• [WHAT YOU SHOULD DO]
Everything from the line with "(format x=975, y=74)" to the end of the data should be restated word for word, and nothing before it.
— Begin —
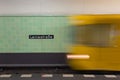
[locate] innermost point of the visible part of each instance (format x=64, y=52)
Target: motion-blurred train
x=97, y=42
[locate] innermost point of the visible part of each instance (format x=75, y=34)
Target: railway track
x=55, y=74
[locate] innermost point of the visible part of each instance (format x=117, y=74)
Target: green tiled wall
x=15, y=31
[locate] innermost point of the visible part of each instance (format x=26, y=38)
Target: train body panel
x=97, y=45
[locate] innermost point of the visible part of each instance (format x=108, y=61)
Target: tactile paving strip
x=58, y=77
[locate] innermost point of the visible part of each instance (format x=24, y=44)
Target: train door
x=110, y=54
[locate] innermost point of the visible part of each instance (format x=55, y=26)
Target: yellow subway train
x=97, y=42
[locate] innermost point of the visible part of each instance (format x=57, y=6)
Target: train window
x=95, y=35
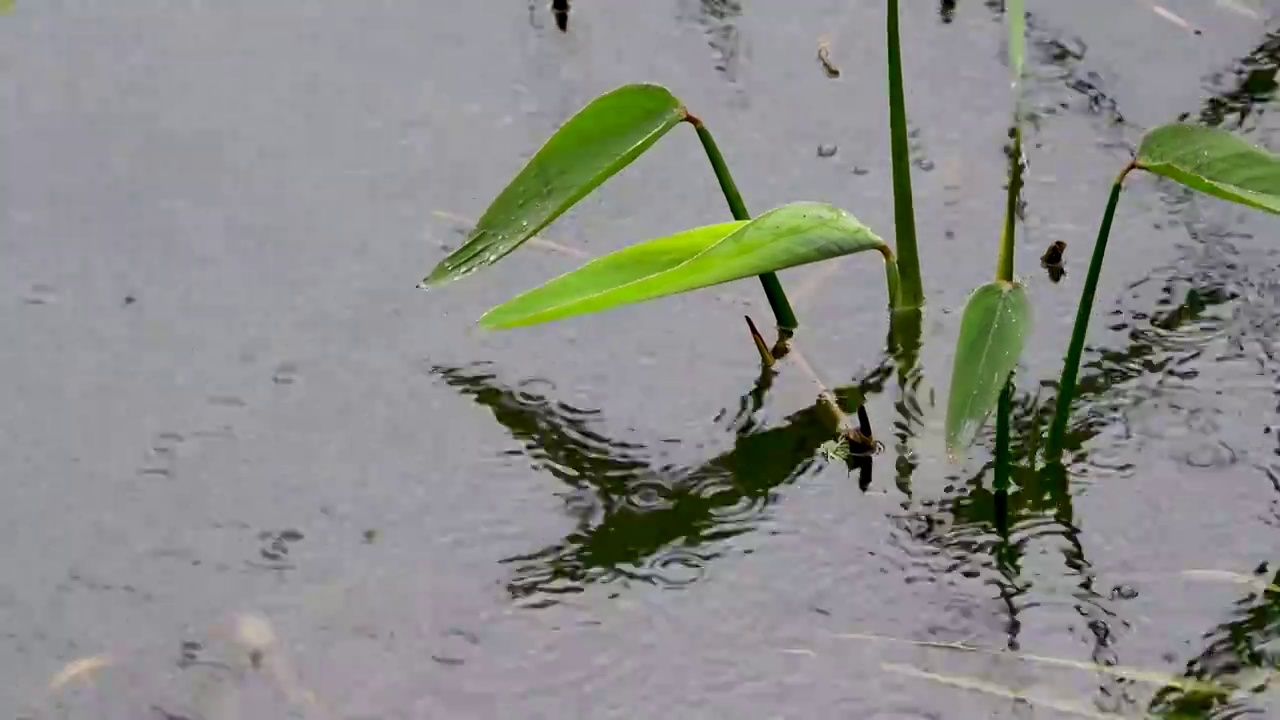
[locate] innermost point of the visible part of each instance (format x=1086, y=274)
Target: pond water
x=251, y=472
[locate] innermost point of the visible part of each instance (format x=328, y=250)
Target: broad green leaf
x=995, y=323
x=1214, y=162
x=597, y=142
x=787, y=236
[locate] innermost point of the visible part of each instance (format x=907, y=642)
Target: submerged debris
x=1052, y=260
x=560, y=10
x=824, y=58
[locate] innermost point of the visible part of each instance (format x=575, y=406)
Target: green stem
x=1005, y=265
x=1002, y=456
x=1072, y=365
x=904, y=215
x=773, y=291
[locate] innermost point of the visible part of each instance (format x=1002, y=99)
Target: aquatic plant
x=1205, y=159
x=617, y=127
x=997, y=317
x=595, y=144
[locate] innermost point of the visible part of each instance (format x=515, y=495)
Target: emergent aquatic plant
x=996, y=318
x=595, y=144
x=1208, y=160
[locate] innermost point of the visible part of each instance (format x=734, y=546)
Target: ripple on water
x=638, y=518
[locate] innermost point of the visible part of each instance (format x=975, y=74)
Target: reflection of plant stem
x=912, y=290
x=1002, y=458
x=773, y=291
x=1072, y=365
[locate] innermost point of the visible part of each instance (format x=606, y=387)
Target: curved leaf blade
x=1214, y=162
x=995, y=324
x=602, y=139
x=785, y=237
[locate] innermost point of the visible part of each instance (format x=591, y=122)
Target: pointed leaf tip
x=785, y=237
x=992, y=332
x=594, y=145
x=1214, y=162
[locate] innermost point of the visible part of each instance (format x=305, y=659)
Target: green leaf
x=1214, y=162
x=995, y=323
x=597, y=142
x=792, y=235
— End —
• [TASK RESPONSE]
[locate] innermost point of the visible part of each instance (format x=975, y=74)
Target: reflection of plant stem
x=912, y=290
x=1002, y=458
x=773, y=291
x=1072, y=365
[locate] innermost point of the visible part of each instance (format x=606, y=387)
Target: curved leaf blade
x=1214, y=162
x=995, y=324
x=602, y=139
x=785, y=237
[locate] innermost point of the visible part of each instance (format x=591, y=122)
Target: pointed leaf tip
x=785, y=237
x=992, y=332
x=594, y=145
x=1214, y=162
[locate] innermost point of the visible part of each instance (format x=305, y=659)
Target: green leaf
x=1214, y=162
x=995, y=323
x=597, y=142
x=792, y=235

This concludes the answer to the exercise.